*** Opening Supplied text ***

Amazon is freezing corporate hiring in its stores business, the retail arm of the company that includes online and physical stores, its marketplace for third-party sellers and Amazon Prime subscription service.

The news came out Tuesday after The New York Times reviewed an email Amazon sent to recruiters informing them that all open job requisitions in that division should be closed in the coming days. The hiring freeze is expected to last at least through the end of 2022.

Amazon declined to say how this hiring freeze would affect its Seattle headquarters or its offices around Puget Sound, still considered the heart of its white-collar workforce.

“Amazon continues to have a significant number of open roles available across the company,” spokesperson Brad Glasser told The Seattle Times. “We have many different businesses at various stages of evolution, and we expect to keep adjusting our hiring strategies in each of these businesses at various junctures.”

Chief Financial Officer Brian Olsavsky indicated in July Amazon may slow its hiring, matching a broad trend in the tech workforce. “I think it’s right for people to step back and question their hiring plans,” he said on a call with investors. “I don’t think you’ll see us hiring at the same pace as we did over the past few years.”

Amazon would continue to hire, he added, particularly in areas that help “grow products for customers,” like Amazon Web Services and advertising. 


The latest hiring freeze will not impact AWS, Amazon’s cloud computing division, or its warehouse workers, The New York Times reported. Some roles, such as student hiring and field positions, were exempt from the pause, the email said.

In Seattle, Amazon has 55,000 employees and has been on a hiring spree outside of the city to expand its Puget Sound presence. It hit 10,000 employees in Bellevue this summer and hopes to raise that number to 25,000 in the next three years.

*** Closing Supplied text ***

### Directions
a - Condense the paragraph beginning "The latest hiring freeze will not impact" from the article on Amazon's hiring freeze into a short bulleted list that keeps its main facts.
b - According to the article on Amazon's hiring freeze, how many employees does Amazon have in Seattle?
c - Write the next paragraph of the article on Amazon's hiring freeze, picking up after its final sentence.
Nothing in the material is required for what follows.

*** Opening Source information ***

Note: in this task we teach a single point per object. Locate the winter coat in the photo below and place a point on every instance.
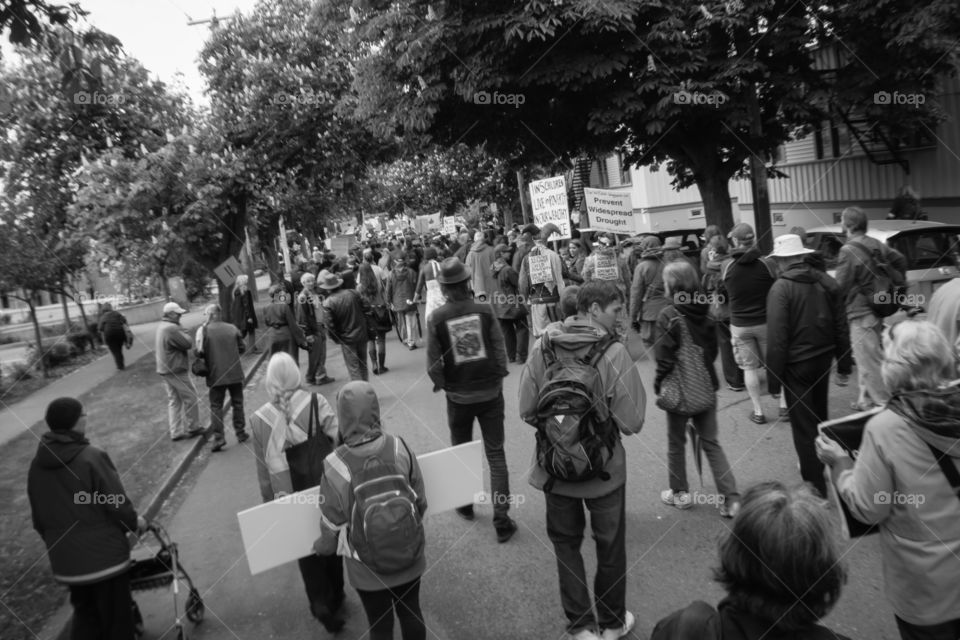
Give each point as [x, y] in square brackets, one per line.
[919, 520]
[622, 386]
[805, 319]
[361, 431]
[80, 509]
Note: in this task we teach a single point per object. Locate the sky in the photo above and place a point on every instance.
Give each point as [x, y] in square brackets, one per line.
[156, 33]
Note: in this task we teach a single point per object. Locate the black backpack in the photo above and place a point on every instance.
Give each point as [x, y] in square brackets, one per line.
[576, 434]
[884, 287]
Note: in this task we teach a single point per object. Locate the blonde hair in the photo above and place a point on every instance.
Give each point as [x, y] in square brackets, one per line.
[281, 381]
[917, 356]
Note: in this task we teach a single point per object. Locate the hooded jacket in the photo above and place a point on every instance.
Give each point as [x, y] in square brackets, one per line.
[80, 509]
[623, 391]
[897, 484]
[805, 319]
[358, 411]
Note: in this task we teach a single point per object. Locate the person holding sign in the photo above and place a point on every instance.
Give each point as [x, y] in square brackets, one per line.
[541, 279]
[906, 480]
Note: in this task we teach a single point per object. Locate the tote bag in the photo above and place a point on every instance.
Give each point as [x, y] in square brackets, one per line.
[687, 390]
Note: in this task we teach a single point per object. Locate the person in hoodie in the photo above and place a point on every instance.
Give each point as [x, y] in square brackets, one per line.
[479, 260]
[362, 434]
[781, 566]
[508, 306]
[898, 484]
[599, 305]
[806, 329]
[682, 289]
[81, 510]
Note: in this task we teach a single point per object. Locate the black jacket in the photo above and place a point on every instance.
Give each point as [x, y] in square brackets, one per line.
[805, 319]
[80, 509]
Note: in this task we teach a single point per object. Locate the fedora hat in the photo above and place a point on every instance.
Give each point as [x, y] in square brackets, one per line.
[789, 245]
[452, 271]
[328, 280]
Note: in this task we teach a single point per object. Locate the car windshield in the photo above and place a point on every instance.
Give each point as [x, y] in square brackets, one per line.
[928, 249]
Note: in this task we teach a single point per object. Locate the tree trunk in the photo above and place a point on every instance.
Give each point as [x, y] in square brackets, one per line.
[715, 193]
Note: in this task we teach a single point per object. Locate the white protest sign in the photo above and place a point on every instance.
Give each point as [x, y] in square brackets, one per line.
[548, 199]
[610, 211]
[284, 530]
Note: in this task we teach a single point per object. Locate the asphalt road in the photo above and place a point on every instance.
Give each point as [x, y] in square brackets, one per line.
[475, 588]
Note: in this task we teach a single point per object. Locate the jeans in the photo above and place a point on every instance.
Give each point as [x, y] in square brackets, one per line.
[380, 606]
[706, 426]
[217, 394]
[807, 388]
[317, 357]
[943, 631]
[355, 358]
[565, 525]
[102, 610]
[490, 416]
[865, 335]
[731, 372]
[183, 404]
[516, 336]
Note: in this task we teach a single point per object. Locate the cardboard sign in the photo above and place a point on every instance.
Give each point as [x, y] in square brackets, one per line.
[540, 269]
[609, 211]
[848, 433]
[548, 199]
[284, 530]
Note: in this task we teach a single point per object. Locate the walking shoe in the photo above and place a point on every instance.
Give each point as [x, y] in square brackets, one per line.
[680, 499]
[619, 632]
[730, 510]
[506, 532]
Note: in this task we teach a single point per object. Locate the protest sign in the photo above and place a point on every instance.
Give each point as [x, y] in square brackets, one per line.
[609, 211]
[548, 199]
[281, 531]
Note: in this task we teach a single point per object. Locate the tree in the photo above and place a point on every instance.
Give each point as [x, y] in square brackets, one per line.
[697, 88]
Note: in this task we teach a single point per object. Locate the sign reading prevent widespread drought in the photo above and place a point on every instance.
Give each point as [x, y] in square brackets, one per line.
[610, 211]
[548, 199]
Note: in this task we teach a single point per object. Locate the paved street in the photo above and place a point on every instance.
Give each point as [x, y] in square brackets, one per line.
[475, 588]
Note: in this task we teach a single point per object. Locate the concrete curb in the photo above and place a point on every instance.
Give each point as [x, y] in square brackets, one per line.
[58, 626]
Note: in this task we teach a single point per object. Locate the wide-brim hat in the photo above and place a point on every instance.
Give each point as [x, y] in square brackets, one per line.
[788, 246]
[452, 271]
[328, 280]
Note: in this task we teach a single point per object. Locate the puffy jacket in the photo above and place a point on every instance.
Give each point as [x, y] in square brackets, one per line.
[80, 509]
[805, 319]
[623, 390]
[347, 315]
[919, 518]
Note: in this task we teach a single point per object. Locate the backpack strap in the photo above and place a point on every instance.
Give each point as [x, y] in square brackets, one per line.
[949, 469]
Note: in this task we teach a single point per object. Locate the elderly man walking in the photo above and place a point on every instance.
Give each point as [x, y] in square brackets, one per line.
[172, 347]
[221, 344]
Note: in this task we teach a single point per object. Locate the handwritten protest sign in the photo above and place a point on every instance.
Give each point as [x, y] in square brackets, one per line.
[610, 211]
[548, 199]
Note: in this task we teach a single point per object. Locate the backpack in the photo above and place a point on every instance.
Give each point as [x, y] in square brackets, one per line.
[885, 286]
[575, 431]
[386, 529]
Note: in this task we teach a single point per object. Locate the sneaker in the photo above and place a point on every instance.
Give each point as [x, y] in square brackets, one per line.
[730, 510]
[505, 533]
[619, 632]
[680, 500]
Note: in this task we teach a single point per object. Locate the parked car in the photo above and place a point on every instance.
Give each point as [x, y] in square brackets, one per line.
[932, 250]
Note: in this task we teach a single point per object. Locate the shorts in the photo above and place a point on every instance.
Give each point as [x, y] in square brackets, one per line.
[749, 346]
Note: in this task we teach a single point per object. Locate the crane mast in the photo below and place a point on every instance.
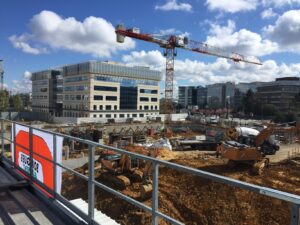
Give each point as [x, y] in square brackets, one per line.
[170, 43]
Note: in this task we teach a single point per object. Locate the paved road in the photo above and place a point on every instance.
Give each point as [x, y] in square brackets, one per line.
[284, 152]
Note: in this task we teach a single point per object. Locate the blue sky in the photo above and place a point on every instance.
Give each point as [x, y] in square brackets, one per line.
[37, 35]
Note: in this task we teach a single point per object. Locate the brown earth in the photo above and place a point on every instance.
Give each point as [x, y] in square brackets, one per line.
[194, 200]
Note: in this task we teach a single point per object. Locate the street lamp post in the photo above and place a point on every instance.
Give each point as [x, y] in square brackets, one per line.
[1, 74]
[2, 82]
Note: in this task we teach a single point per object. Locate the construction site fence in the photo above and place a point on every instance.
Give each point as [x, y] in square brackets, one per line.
[294, 200]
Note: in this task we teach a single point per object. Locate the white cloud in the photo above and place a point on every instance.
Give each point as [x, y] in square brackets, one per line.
[280, 3]
[94, 35]
[27, 75]
[193, 72]
[243, 41]
[172, 5]
[286, 31]
[231, 6]
[21, 42]
[23, 85]
[154, 59]
[268, 13]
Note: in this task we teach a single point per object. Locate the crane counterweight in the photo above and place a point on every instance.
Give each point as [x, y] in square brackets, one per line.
[170, 43]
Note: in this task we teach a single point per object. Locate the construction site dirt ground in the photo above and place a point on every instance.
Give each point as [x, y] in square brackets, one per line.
[194, 200]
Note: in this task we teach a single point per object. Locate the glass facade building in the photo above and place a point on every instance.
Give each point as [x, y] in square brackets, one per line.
[113, 90]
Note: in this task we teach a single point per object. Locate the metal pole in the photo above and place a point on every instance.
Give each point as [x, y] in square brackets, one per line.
[91, 185]
[2, 122]
[295, 218]
[2, 139]
[14, 142]
[31, 153]
[54, 165]
[154, 192]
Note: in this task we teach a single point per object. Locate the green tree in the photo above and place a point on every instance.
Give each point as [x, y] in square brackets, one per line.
[4, 100]
[18, 103]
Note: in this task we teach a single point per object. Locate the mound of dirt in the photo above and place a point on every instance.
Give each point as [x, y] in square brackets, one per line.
[194, 200]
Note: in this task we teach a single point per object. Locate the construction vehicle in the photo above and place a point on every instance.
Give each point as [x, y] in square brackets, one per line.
[264, 140]
[254, 155]
[240, 153]
[170, 43]
[123, 170]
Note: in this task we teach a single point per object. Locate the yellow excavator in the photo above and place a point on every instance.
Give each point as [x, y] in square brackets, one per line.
[254, 155]
[123, 170]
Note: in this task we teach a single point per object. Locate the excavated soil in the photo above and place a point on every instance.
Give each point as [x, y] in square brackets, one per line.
[194, 200]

*** Closing Source information ***

### Answers to the exercises
a -
- Not affected: AWS (Amazon's cloud computing division) and warehouse workers, per The New York Times
- Exempt under the email: some roles, such as student hiring and field positions

b - 55,000 employees.

c -
It has been expanding outside Seattle city limits to tap into tech talent already on the Eastside, meet workers where they want to live and to grow in a “business-friendly” regulatory environment, according to Guy Palumbo, Amazon’s director of public policy for HQ1.

Amazon declined also to disclose what portion of the anticipated 25,000-person Bellevue workforce would be new hires or transfers from other offices in the region.

Like Amazon, many tech companies have moved to slow or freeze hiring this year, facing economic pressures. Google’s parent company Alphabet said in July it would slow hiring for the rest of the year. Microsoft cut some jobs that same month, including in its Azure cloud business and security software unit. Meta, the parent company of Facebook, said last month it was reducing its head count for the first time in company history.

“I had hoped the economy would have more clearly stabilized by now,” CEO Mark Zuckerberg told employees. “But from what we’re seeing it doesn’t yet seem like it has, so we want to plan somewhat conservatively.”


While tech companies are pausing hiring, other employers in Washington are ramping up. This summer, more companies posted job openings in Washington state than almost anywhere else in the U.S., according to data released late last month. At the end of July, the state recorded 213,000 job openings, with one of the highest month-over-month increase rates in the nation.

At the time of Amazon’s hiring freeze announcement, there were more than 10,000 job openings posted in the stores division, according to The New York Times. 

Amazon told recruiters not to call its latest move a hiring freeze, the email read, but that all open job requisitions should be closed in the coming days. 

New openings will be available next year, Amazon confirmed Tuesday.

The division that now faces a hiring freeze went through a leadership change this summer when its chief executive, Dave Clark, stepped down after 23 years with the company.

During his time in charge of the stores business, Clark oversaw a mass expansion of Amazon’s logistics footprint as the company struggled to match its physical capacity to the large amount of orders from homebound consumers during the pandemic. Amazon doubled the size of its operations and nearly doubled its workforce in the past two years.

But as the worst of the pandemic eased, Amazon has found itself with too many workers and too much space. CEO Andy Jassy has told investors that the company is now focused on controlling costs and efficiency in its warehouse and logistics operations.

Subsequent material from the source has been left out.